Supplied passage:
▼

I can't run cuFFTDx with fft points more than 8192

jskim6 · July 15, 2023, 9:31pm

I can’t run cufftdx with fft points more than 8192 even though the cufftdx document says that it can be possible up to 32768 using cc80. Would you help me run cufftdx with 32768 points?

Here are hardward and software versions that I am using.

A100 PCIe
Cuda compilation tools, release 12.1, V12.1.105
cufftdx 1.1.0

It seems to me that the register pressure is the main reason that I can’t run cufftdx with n>=8192. The compilation command that I have used is as follows.

/nvcc -std=c++17 -arch sm_80 --ptxas-options=-v -O3 -I/opt/nvidia/mathdx/22.11/include first_cufftdx.cu -o first_cufftdx

Here is the program that I have run. The program is basically from a sample program in the section of “First FFT using cuFFTDx” in the cuFFTDx document.

#include <iostream>
#include <fstream>
#include <cmath>

#include <cufftdx.hpp>

#ifndef CUDA_CHECK_AND_EXIT
#    define CUDA_CHECK_AND_EXIT(error)                                                                      \
        {                                                                                                   \
            auto status = static_cast<cudaError_t>(error);                                                  \
            if (status != cudaSuccess) {                                                                    \
                std::cout << cudaGetErrorString(status) << " " << __FILE__ << ":" << __LINE__ << std::endl; \
                std::exit(status);                                                                          \
            }                                                                                               \
        }
#endif // CUDA_CHECK_AND_EXIT

using namespace cufftdx;

template <class FFT>
void initializeDataCos(typename FFT::value_type *data, const size_t n, const size_t nffts) {
    size_t size = n * nffts;
    for (size_t i = 0; i < size; i++) {
        float angle = 2.0f * M_PI * i / n;
        data[i] = typename FFT::value_type{std::cos(angle), 0.0f};
    }
}

template <class FFT>
void saveData(const typename FFT::value_type *data, size_t size, const std::string &filename) {
    std::ofstream outfile(filename);
    if (outfile.is_open()) {
        for (int i = 0; i < size; i++) {
            outfile << i << " " << data[i].x << " " << data[i].y << "\n";
        }
        outfile.close();
        std::cout << "Data saved to " << filename << std::endl;
    } else {
        std::cout << "Unable to open the file " << filename << std::endl;
    }
}

template<class FFT>
__global__ void block_fft_kernel(typename FFT::value_type* data) {

  using complex_type = typename FFT::value_type;

   // Registers
  complex_type thread_data[FFT::storage_size];

  // Local batch id of this FFT in CUDA block, in range [0; FFT::ffts_per_block)

▲

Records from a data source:

▼

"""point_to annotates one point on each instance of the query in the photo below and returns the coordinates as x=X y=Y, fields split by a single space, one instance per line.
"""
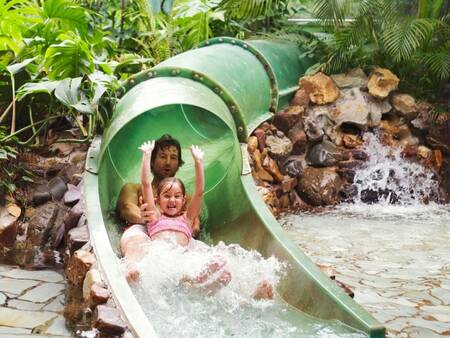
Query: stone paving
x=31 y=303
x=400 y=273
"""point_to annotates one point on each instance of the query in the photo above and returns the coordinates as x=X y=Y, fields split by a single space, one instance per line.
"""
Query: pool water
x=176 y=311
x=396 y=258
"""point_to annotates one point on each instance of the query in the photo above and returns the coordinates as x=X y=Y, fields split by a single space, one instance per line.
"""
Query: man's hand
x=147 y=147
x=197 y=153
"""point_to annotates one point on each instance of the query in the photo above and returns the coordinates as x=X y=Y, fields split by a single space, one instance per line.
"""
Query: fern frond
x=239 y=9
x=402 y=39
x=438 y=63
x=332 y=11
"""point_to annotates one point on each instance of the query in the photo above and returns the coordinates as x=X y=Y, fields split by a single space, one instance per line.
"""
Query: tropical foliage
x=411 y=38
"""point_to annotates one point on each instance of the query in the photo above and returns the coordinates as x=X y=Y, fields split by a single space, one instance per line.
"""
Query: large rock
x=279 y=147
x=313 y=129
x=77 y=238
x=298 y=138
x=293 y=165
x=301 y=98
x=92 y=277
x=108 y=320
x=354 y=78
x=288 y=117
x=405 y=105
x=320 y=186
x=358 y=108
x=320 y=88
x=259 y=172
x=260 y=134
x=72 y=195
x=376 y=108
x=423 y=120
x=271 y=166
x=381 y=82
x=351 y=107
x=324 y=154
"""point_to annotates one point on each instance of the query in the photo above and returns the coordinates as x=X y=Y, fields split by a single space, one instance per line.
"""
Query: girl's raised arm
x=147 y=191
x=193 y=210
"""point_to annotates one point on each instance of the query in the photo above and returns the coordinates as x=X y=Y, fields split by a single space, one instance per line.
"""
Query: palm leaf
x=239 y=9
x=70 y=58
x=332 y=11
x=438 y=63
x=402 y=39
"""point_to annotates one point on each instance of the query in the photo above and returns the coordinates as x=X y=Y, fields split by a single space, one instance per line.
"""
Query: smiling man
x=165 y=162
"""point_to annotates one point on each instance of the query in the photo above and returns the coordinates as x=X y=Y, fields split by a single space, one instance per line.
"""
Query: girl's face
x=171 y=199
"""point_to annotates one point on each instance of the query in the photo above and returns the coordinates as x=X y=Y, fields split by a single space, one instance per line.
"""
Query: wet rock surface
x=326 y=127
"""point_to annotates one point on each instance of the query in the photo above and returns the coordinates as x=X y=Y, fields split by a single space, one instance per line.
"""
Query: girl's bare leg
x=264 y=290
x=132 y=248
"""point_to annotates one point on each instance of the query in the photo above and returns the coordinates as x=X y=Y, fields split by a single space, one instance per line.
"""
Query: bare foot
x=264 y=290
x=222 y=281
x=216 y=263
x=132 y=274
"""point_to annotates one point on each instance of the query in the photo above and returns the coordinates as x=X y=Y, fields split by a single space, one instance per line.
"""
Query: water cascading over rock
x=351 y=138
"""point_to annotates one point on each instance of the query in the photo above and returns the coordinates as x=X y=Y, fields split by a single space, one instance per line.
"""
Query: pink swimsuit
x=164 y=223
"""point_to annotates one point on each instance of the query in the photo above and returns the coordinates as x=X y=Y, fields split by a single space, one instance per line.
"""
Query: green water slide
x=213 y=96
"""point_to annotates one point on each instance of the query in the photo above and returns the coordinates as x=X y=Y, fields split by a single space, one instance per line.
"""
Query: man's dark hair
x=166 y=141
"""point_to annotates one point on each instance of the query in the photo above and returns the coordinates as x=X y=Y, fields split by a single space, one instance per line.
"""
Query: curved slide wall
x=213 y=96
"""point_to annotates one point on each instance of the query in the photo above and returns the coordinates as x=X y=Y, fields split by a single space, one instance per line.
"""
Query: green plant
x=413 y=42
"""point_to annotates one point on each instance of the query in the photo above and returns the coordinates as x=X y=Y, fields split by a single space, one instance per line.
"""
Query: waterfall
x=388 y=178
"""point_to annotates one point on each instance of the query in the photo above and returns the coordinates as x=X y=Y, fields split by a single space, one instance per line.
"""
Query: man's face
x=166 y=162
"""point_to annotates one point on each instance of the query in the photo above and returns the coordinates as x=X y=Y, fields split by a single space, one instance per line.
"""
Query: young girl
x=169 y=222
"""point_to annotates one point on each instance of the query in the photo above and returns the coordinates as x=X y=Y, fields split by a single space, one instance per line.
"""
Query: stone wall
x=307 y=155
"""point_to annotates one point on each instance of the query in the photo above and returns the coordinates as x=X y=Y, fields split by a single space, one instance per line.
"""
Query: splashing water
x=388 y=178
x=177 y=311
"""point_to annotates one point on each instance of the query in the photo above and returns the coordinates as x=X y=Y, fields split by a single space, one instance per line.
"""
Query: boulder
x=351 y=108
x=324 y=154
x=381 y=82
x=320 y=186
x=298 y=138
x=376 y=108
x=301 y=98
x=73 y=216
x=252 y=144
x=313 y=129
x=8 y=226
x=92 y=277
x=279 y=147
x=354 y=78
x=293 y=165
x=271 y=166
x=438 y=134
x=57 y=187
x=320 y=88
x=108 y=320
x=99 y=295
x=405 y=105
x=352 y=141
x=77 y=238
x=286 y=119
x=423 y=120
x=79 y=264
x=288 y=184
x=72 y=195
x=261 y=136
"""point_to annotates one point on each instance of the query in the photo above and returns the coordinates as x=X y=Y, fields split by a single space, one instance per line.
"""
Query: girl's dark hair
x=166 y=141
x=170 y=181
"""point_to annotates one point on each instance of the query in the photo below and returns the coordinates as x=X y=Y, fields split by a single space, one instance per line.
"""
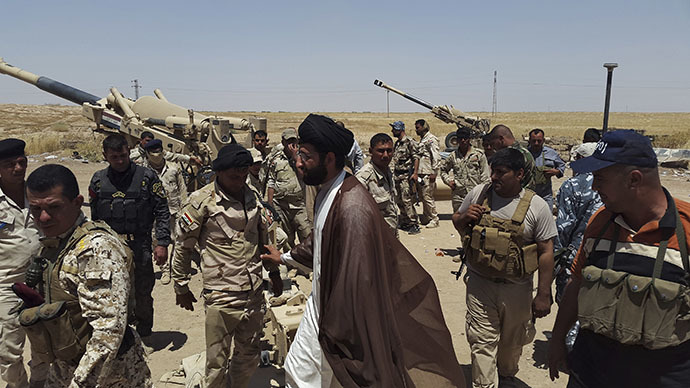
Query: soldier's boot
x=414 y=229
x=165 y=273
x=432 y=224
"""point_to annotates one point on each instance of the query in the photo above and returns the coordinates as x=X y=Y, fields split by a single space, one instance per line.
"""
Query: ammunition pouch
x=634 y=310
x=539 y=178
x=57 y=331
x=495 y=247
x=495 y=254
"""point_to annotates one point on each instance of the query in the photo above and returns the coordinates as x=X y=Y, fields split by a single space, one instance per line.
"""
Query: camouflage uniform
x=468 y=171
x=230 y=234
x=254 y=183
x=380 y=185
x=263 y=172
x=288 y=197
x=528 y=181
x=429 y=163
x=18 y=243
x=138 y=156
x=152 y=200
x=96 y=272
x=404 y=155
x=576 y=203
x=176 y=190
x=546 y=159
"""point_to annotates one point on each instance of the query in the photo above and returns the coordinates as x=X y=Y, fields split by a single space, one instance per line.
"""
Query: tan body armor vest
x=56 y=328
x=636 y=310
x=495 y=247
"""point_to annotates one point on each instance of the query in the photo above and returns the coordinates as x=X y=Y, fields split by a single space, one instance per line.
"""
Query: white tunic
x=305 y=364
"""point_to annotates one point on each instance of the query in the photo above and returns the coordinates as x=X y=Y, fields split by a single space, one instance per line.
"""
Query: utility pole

▲

Set of tasks:
1 - In the cuFFTDx thread, what GPU does the poster list among their hardware?
2 - Please rename "stone paving" to "stone pavement" in the rows from the first one through the line holding "x=400 y=273", inclusive. Return only those lines with everything else unchanged, and leave the pictures out.

Completed exercise:
1 - An A100 PCIe.

2 -
"""point_to annotates one point on each instance of the query in the photo below and returns the coordinates as x=X y=Y, fields split by a single space, one instance per line.
"""
Query: stone pavement
x=31 y=303
x=400 y=273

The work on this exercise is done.